- REQUIRED WORK -
Search the records for the string "small", then copy each line where it appears.

***** DATASET CONTENT

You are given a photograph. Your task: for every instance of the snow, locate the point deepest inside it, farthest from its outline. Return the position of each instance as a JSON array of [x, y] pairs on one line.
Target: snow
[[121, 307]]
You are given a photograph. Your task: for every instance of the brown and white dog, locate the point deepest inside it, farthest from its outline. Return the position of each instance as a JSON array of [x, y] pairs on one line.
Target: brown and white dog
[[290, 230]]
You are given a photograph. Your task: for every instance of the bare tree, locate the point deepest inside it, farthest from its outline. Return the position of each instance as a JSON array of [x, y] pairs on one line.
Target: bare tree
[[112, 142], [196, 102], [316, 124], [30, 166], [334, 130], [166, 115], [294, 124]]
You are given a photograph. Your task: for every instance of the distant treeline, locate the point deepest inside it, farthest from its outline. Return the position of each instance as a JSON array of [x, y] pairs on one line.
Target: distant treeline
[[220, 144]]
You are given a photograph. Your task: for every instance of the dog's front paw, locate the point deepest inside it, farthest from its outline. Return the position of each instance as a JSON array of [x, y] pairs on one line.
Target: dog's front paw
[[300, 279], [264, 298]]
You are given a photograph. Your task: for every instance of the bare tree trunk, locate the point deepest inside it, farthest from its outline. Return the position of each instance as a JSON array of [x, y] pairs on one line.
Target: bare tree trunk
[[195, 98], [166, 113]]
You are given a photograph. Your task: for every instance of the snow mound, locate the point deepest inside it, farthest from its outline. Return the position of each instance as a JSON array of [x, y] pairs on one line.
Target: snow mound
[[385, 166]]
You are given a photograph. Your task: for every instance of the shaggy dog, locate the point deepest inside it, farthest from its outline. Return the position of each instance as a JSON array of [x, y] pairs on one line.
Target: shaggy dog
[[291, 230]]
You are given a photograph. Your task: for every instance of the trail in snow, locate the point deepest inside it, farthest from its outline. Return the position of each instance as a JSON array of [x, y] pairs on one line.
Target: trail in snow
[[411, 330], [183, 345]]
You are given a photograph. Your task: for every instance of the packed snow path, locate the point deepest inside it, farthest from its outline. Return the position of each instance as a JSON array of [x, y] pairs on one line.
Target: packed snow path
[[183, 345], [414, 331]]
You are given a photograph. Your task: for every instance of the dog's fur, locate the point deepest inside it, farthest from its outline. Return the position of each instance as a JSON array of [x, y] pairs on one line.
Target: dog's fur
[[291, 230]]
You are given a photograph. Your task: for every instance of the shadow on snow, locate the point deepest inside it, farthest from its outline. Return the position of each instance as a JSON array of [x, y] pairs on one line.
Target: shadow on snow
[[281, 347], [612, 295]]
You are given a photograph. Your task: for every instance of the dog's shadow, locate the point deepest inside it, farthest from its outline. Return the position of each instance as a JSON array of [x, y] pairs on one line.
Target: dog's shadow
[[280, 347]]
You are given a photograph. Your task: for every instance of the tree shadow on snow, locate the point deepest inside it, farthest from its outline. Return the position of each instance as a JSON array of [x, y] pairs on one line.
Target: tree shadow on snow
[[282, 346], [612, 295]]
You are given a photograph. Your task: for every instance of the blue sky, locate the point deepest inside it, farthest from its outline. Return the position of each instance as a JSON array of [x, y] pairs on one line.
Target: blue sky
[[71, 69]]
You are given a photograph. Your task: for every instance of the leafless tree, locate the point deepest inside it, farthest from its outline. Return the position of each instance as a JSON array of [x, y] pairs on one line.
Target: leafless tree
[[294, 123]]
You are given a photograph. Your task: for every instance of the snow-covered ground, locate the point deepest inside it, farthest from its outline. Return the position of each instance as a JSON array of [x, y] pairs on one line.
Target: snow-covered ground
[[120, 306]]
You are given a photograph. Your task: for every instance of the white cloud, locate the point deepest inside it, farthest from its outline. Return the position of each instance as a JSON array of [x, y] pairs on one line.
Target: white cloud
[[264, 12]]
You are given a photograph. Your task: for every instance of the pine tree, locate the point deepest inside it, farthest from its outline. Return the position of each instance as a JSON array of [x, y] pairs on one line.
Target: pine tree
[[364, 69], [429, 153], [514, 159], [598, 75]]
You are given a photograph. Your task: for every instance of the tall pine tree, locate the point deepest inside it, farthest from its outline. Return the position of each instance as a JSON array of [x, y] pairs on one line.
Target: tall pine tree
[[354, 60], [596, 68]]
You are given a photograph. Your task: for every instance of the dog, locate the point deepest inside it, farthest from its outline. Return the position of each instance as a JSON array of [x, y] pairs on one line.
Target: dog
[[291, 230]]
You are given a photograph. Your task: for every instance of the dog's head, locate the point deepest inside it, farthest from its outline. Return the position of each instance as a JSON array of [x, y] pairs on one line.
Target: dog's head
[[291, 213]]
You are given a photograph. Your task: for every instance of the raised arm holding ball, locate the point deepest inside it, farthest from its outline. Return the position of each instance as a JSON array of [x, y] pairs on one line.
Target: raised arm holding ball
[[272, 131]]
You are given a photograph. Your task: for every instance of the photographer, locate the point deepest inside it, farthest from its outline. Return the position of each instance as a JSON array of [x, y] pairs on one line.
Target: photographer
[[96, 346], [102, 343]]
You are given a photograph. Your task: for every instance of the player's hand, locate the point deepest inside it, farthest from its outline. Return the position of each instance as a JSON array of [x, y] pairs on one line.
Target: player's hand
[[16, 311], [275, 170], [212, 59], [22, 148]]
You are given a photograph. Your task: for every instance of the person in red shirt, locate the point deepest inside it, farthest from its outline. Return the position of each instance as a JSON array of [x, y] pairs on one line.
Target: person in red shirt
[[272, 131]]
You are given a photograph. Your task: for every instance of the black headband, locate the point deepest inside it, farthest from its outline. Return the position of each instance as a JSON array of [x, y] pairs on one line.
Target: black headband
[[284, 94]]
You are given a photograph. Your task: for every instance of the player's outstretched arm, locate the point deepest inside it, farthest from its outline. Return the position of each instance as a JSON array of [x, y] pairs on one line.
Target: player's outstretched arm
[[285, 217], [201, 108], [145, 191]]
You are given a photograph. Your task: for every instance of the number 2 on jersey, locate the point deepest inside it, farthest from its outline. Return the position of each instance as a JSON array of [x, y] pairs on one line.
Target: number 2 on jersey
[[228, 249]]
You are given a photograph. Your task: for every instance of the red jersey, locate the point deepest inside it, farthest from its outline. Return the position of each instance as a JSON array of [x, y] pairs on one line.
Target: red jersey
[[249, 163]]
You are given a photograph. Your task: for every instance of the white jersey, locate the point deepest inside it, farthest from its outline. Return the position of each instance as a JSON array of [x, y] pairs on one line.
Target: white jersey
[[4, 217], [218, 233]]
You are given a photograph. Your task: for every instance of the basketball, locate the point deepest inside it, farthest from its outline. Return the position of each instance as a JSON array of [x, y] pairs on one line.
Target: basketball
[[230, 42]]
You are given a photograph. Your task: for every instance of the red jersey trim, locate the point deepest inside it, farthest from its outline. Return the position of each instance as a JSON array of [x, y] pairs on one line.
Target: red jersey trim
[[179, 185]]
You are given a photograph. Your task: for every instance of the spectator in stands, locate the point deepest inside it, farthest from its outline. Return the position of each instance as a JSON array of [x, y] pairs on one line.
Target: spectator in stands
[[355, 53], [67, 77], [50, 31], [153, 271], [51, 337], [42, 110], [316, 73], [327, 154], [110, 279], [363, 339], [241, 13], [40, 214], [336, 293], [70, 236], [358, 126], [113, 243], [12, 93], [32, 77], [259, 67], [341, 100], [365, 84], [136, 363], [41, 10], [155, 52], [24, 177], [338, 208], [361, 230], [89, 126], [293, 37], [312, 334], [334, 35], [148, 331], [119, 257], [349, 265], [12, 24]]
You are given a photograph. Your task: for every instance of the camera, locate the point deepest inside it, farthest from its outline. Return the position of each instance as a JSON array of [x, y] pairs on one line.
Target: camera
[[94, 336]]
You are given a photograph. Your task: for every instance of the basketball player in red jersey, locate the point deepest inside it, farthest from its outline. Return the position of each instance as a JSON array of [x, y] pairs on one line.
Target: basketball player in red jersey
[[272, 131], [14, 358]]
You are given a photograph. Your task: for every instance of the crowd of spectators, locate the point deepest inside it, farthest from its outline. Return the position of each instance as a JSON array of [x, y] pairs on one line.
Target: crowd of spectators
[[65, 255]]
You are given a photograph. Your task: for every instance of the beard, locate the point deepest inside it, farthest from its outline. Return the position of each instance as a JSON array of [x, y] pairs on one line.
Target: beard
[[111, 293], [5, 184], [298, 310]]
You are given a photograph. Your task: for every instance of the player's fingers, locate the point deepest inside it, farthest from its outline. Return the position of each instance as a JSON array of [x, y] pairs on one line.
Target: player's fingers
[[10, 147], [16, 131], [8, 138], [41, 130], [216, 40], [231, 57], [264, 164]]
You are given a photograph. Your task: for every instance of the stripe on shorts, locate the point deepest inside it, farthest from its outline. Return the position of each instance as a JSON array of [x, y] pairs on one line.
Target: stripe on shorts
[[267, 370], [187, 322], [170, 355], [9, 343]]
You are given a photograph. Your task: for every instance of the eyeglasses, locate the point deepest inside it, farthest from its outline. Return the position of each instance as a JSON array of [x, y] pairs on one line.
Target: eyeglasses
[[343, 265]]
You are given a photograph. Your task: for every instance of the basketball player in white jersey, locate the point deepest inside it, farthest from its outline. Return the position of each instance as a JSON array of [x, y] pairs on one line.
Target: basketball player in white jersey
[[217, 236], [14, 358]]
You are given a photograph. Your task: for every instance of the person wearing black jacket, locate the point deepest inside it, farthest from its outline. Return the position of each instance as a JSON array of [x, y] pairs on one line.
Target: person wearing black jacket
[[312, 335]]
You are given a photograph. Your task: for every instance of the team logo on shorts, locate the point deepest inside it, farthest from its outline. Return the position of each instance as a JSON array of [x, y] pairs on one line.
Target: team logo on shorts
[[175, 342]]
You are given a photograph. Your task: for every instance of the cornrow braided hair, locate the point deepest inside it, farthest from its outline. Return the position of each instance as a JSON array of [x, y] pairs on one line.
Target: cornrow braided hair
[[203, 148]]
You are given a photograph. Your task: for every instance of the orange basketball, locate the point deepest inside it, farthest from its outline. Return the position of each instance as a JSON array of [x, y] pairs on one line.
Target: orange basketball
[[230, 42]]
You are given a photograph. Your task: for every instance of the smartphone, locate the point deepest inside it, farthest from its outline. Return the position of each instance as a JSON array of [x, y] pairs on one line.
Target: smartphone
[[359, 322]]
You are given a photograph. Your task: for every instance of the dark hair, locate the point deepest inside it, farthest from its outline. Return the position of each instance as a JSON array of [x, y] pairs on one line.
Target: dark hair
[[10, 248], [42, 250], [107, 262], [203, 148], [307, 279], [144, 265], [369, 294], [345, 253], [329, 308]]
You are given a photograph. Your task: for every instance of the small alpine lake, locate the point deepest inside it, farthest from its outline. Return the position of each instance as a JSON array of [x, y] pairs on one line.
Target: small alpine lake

**********

- EXPECTED ANSWER -
You are given a photograph. Your task: for every instance of the small alpine lake, locate the point deepest inside it, farthest from its outline. Return the position of each instance as a JSON array of [x, y] pairs on one line.
Target: small alpine lake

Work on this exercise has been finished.